*** Records for the task

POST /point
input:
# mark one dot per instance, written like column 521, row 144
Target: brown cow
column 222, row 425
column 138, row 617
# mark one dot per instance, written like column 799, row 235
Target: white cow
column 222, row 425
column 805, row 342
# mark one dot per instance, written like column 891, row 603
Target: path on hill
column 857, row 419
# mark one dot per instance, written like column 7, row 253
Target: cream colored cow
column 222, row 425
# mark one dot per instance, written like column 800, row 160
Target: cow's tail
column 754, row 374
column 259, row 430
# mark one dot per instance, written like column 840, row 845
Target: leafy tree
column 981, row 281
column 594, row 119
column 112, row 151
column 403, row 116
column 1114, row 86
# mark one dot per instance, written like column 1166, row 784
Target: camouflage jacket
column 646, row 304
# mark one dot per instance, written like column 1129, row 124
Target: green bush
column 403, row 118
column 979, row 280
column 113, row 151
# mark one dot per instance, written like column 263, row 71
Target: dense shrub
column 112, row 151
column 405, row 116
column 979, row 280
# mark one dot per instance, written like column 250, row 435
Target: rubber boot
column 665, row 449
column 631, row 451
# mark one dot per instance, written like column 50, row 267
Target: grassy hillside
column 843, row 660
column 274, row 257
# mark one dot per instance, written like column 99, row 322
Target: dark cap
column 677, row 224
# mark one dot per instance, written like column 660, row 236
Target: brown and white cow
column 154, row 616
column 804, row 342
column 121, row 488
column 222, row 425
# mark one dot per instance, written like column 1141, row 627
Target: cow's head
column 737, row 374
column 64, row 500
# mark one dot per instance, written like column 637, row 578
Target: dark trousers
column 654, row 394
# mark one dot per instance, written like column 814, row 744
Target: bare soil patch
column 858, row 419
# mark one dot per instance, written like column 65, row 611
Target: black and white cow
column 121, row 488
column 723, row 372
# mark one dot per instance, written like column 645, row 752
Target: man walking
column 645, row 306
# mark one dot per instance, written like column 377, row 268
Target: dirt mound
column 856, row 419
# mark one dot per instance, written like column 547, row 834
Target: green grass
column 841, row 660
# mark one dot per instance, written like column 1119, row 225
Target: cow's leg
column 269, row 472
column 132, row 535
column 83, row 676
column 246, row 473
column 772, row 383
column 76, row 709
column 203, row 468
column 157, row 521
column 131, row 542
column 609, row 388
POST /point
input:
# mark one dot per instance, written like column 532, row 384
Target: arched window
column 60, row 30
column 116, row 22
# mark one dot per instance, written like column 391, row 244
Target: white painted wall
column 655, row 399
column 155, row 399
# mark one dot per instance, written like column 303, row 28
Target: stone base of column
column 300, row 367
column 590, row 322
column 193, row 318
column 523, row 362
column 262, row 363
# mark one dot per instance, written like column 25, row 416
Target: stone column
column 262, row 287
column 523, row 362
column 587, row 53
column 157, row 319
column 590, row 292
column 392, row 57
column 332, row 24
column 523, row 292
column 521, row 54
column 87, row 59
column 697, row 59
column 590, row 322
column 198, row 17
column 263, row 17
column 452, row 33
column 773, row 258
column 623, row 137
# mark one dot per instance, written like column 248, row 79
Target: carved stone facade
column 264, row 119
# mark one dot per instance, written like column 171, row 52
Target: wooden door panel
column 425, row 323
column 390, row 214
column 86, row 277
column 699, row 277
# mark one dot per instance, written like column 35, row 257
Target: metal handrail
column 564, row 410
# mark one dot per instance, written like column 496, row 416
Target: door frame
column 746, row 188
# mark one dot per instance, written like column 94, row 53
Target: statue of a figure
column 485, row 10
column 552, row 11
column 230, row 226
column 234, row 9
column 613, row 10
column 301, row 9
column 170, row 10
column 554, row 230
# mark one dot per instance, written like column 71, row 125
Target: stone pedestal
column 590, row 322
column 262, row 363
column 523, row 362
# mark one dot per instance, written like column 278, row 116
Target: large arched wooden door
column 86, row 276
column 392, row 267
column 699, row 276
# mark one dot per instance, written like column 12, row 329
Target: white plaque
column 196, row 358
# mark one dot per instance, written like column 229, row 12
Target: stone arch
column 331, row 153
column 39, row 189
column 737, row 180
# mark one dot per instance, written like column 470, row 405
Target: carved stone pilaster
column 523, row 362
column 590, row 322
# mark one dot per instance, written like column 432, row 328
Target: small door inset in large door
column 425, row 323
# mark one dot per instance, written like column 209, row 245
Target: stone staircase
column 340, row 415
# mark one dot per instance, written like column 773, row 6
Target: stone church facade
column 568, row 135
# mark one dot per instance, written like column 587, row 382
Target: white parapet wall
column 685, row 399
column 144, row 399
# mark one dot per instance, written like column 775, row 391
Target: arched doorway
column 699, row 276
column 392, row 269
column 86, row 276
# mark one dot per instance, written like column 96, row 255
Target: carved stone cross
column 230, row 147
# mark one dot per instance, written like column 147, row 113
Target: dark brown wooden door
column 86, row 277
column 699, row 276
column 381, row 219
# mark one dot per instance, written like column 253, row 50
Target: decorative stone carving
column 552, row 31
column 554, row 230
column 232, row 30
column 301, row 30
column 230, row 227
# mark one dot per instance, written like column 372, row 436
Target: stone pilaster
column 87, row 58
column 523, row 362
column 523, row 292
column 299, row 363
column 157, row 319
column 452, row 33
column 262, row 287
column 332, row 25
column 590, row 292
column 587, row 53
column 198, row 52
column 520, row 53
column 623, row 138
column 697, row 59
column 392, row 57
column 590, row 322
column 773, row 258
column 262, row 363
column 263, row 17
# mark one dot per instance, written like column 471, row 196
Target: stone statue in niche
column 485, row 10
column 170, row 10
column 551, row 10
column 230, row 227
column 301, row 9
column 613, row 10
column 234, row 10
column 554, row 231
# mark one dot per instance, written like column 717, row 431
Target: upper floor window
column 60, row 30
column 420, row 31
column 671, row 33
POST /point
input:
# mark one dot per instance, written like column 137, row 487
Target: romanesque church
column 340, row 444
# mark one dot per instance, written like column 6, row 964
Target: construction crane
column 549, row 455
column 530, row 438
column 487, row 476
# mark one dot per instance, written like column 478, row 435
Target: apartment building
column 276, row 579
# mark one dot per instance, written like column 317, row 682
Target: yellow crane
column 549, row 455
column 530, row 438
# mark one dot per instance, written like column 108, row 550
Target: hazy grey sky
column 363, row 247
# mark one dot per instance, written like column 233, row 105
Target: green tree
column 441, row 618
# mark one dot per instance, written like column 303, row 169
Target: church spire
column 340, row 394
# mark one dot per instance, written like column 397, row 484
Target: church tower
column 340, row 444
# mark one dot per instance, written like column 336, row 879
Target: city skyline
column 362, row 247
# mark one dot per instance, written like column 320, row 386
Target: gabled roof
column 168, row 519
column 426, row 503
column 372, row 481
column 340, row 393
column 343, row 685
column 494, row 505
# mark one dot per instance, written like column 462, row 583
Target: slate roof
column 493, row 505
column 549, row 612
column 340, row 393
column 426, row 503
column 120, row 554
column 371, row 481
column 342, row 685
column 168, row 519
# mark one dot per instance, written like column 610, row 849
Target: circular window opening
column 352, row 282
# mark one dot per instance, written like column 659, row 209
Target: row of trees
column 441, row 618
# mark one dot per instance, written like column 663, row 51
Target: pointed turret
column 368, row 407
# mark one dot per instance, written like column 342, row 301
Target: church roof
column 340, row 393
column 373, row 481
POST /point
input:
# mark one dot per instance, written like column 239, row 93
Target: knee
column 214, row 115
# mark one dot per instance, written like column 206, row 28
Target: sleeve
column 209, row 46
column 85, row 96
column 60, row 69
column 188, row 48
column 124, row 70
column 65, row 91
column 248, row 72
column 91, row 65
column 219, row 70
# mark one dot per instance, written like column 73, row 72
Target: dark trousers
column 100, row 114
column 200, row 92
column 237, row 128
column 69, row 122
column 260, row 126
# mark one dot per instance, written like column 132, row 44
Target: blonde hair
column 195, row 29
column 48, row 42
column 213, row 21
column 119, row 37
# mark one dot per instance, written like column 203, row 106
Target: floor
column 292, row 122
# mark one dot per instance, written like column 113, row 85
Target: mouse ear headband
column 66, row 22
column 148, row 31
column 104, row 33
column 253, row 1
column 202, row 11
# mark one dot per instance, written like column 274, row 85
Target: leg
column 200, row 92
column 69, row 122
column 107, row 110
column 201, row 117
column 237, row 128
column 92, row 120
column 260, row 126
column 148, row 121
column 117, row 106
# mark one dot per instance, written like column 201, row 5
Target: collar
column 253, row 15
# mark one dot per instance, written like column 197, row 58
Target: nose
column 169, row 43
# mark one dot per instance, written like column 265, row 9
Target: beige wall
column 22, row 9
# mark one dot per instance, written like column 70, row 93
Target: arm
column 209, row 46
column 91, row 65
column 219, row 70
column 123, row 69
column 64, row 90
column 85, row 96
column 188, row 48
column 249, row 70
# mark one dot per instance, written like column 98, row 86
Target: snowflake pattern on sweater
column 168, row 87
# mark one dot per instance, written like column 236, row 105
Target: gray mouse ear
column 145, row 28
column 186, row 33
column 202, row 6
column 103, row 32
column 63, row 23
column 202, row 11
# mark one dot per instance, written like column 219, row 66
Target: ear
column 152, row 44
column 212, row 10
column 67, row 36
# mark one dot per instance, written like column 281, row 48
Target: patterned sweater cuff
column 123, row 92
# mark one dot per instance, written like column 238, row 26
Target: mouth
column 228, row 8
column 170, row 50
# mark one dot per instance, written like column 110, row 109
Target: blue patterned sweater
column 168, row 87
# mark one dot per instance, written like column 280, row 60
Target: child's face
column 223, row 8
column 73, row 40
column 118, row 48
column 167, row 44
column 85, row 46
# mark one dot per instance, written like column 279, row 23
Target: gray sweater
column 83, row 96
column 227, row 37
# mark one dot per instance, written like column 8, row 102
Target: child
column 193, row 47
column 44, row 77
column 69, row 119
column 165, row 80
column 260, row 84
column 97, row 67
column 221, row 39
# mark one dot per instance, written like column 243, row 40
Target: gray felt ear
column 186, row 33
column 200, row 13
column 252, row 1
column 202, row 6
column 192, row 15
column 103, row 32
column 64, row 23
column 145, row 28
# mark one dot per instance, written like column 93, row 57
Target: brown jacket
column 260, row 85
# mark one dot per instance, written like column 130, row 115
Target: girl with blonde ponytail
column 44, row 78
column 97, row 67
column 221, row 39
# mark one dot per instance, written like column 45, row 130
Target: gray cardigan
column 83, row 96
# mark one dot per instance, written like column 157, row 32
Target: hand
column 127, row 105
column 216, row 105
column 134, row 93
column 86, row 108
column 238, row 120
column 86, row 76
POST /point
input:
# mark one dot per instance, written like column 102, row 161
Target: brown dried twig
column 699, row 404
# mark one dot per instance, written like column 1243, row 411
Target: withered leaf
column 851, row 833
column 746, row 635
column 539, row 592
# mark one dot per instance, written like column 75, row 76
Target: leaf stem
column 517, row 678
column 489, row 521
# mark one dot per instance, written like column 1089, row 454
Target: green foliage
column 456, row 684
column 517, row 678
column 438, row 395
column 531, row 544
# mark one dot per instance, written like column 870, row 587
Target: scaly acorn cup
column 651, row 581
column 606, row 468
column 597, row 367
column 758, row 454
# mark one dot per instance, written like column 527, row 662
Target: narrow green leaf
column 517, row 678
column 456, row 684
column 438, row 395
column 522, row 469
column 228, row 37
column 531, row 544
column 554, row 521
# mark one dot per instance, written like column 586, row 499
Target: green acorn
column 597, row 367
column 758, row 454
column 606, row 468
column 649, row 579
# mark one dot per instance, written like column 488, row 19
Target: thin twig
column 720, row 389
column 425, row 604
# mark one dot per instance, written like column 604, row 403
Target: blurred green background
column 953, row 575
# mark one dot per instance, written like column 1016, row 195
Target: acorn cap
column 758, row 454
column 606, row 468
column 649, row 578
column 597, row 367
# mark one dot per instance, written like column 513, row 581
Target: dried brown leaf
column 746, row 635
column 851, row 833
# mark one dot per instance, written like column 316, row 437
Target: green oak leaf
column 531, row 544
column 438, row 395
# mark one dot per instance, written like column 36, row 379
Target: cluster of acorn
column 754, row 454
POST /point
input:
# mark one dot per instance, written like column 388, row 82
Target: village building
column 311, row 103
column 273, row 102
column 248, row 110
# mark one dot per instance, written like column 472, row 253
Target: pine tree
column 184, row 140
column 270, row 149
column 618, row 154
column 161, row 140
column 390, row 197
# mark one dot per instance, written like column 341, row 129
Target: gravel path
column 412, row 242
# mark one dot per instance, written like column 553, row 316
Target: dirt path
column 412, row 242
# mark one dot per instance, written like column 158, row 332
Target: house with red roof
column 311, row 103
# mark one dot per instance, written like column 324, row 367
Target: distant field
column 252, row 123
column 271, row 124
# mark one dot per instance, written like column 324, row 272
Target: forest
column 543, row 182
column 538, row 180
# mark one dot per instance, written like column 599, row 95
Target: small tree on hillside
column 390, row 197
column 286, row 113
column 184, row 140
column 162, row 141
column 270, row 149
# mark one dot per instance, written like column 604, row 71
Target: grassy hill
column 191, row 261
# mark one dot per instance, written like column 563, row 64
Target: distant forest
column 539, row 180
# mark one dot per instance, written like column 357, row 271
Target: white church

******

__Job__. Copy out, word for word, the lines between the one holding "# mark one dot per instance, written like column 470, row" and the one holding "column 554, row 231", inclusive.

__Solution__.
# mark one dot per instance, written like column 470, row 405
Target: carved stone pilaster
column 523, row 362
column 590, row 322
# mark one dot per instance, written like column 432, row 328
Target: small door inset in large door
column 425, row 323
# mark one dot per instance, written like column 209, row 245
Target: stone staircase
column 340, row 415
# mark one dot per instance, written like column 773, row 6
Target: stone church facade
column 568, row 135
# mark one dot per instance, written like column 587, row 382
Target: white parapet wall
column 685, row 399
column 144, row 399
# mark one dot per instance, written like column 775, row 391
Target: arched doorway
column 699, row 276
column 392, row 269
column 86, row 276
# mark one dot per instance, written like column 96, row 255
Target: carved stone cross
column 230, row 147
# mark one dot per instance, written like column 147, row 113
Target: dark brown wooden door
column 86, row 277
column 699, row 276
column 381, row 219
# mark one dot per instance, written like column 253, row 50
Target: decorative stone carving
column 552, row 31
column 554, row 230
column 232, row 30
column 301, row 30
column 230, row 227
# mark one dot per instance, written like column 372, row 436
Target: stone pilaster
column 87, row 58
column 523, row 362
column 523, row 292
column 299, row 363
column 157, row 319
column 452, row 33
column 262, row 287
column 332, row 25
column 590, row 292
column 587, row 53
column 198, row 52
column 520, row 53
column 623, row 138
column 697, row 59
column 392, row 57
column 590, row 322
column 773, row 258
column 262, row 363
column 263, row 17
# mark one dot per instance, written like column 471, row 196
Target: stone statue in niche
column 485, row 10
column 170, row 10
column 551, row 10
column 230, row 227
column 301, row 9
column 613, row 10
column 234, row 10
column 554, row 231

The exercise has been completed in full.